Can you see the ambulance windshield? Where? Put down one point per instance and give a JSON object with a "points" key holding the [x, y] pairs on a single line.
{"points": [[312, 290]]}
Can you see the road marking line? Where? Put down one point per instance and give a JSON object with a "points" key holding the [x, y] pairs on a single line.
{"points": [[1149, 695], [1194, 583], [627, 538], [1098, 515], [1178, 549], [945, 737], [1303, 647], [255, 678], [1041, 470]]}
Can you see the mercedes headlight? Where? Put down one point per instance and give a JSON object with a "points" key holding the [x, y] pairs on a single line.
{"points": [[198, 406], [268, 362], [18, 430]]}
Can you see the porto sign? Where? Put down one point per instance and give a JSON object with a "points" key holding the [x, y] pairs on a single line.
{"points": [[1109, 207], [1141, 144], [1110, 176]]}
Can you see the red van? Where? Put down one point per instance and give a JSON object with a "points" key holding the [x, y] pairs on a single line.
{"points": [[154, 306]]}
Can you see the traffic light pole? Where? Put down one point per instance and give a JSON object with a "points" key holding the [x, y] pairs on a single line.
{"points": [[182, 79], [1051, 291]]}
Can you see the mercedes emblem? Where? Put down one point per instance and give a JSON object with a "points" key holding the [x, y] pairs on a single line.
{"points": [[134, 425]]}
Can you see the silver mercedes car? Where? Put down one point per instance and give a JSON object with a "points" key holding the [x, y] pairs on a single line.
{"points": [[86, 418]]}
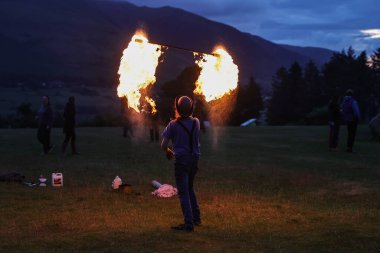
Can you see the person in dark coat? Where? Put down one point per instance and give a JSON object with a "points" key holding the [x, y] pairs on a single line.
{"points": [[45, 121], [69, 126], [184, 133], [334, 122], [351, 115]]}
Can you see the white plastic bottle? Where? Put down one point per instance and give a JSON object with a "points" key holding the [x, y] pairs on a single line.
{"points": [[57, 179], [156, 184], [116, 183]]}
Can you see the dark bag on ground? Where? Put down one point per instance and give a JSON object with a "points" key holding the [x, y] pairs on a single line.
{"points": [[12, 177]]}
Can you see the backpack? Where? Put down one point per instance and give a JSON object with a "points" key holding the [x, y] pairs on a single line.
{"points": [[347, 110]]}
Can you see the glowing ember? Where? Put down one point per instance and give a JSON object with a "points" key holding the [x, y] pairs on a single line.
{"points": [[152, 104], [219, 75], [137, 70]]}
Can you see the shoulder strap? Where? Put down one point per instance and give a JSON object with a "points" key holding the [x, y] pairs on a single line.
{"points": [[189, 133]]}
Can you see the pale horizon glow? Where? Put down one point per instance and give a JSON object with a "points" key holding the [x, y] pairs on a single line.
{"points": [[371, 33]]}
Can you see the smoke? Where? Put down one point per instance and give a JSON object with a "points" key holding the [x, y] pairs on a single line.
{"points": [[220, 112]]}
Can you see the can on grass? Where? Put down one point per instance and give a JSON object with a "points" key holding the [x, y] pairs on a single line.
{"points": [[57, 179]]}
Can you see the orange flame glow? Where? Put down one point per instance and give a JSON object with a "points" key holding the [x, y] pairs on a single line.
{"points": [[137, 70], [219, 75]]}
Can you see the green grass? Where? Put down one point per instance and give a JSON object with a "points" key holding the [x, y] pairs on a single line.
{"points": [[262, 189]]}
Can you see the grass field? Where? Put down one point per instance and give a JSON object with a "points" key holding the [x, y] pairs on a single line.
{"points": [[261, 189]]}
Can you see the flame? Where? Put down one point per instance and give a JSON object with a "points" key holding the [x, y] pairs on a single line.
{"points": [[137, 70], [152, 104], [219, 75]]}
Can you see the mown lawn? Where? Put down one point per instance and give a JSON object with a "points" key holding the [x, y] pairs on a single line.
{"points": [[261, 189]]}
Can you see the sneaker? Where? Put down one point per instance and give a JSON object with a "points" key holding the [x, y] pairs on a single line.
{"points": [[51, 148], [183, 227], [197, 223]]}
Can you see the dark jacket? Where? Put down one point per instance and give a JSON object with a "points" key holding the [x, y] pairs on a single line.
{"points": [[335, 113], [69, 116], [350, 109], [45, 116]]}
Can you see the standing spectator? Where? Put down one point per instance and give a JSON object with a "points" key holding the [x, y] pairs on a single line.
{"points": [[69, 126], [373, 107], [351, 116], [334, 122], [45, 121], [184, 133]]}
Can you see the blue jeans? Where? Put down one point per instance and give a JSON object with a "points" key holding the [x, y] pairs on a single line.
{"points": [[185, 169]]}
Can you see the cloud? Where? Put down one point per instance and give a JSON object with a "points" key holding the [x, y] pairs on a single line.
{"points": [[333, 24], [371, 33]]}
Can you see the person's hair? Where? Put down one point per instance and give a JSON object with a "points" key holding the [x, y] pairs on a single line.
{"points": [[349, 92], [334, 100], [71, 99], [47, 98], [183, 107]]}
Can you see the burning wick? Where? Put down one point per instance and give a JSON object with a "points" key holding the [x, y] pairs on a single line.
{"points": [[179, 48]]}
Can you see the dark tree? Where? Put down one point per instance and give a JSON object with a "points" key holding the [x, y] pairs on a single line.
{"points": [[277, 108]]}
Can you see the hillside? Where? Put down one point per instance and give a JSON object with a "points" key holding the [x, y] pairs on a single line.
{"points": [[82, 41]]}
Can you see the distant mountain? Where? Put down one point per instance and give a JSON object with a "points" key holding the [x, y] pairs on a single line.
{"points": [[83, 40]]}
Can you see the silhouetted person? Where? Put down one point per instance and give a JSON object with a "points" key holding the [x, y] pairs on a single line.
{"points": [[126, 118], [45, 121], [351, 116], [373, 107], [334, 122], [69, 126], [154, 127], [184, 133]]}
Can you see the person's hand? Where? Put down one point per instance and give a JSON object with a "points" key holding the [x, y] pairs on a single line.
{"points": [[169, 154]]}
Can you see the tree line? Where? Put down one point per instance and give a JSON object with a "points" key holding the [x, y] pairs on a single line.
{"points": [[300, 94]]}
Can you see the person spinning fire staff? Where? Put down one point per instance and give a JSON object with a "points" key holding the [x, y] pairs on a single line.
{"points": [[69, 126], [184, 133], [45, 121]]}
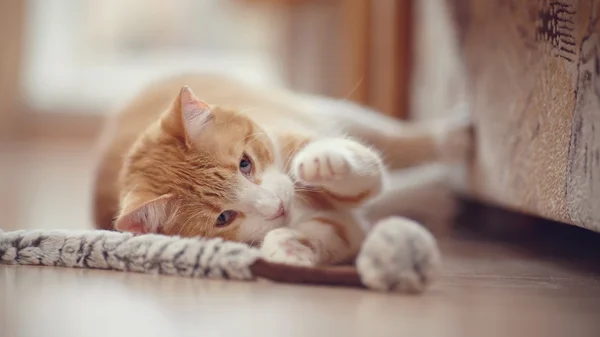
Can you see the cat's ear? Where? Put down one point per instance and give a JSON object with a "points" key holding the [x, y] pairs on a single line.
{"points": [[188, 116], [196, 115], [148, 217]]}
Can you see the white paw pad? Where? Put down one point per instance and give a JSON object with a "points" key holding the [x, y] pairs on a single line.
{"points": [[398, 255], [321, 164], [282, 245]]}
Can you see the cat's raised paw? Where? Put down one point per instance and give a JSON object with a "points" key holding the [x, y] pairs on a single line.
{"points": [[398, 255], [319, 164], [283, 245]]}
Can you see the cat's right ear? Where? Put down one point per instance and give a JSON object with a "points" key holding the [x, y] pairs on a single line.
{"points": [[148, 217], [189, 116]]}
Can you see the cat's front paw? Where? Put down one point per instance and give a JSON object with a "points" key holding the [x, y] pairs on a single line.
{"points": [[320, 163], [398, 255], [284, 245]]}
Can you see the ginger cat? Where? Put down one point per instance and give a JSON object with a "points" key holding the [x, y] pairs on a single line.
{"points": [[268, 167]]}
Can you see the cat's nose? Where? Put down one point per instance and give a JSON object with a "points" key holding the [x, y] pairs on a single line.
{"points": [[280, 212]]}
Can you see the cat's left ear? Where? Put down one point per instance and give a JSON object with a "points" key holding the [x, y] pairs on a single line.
{"points": [[148, 217], [196, 115], [188, 117]]}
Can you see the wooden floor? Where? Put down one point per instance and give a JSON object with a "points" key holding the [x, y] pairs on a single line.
{"points": [[539, 285]]}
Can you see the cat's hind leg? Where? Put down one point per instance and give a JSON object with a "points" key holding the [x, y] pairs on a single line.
{"points": [[349, 172]]}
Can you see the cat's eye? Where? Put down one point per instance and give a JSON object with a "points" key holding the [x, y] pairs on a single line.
{"points": [[246, 165], [226, 218]]}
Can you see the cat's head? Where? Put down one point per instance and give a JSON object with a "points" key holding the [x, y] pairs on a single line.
{"points": [[204, 170]]}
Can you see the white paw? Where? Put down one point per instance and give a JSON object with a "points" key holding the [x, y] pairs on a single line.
{"points": [[283, 245], [321, 162], [398, 255]]}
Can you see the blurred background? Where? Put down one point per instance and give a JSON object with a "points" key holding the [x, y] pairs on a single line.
{"points": [[66, 64]]}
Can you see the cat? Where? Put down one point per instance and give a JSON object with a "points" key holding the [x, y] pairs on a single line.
{"points": [[285, 171]]}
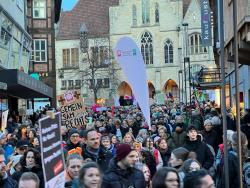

## [The exercise]
Report every line of the material above that contains the word "flame", copying each such line in full. Case counts.

## [Exercise output]
Can you see the orange flame glow? Where? Put down one point per instance and give a JSON object with a "points" key holding the [x, y] pairs on a single line.
Can you see the flame? Where? Put down one point per instance and give a JSON object with a "points" key holding the [x, y] pairs on a single line.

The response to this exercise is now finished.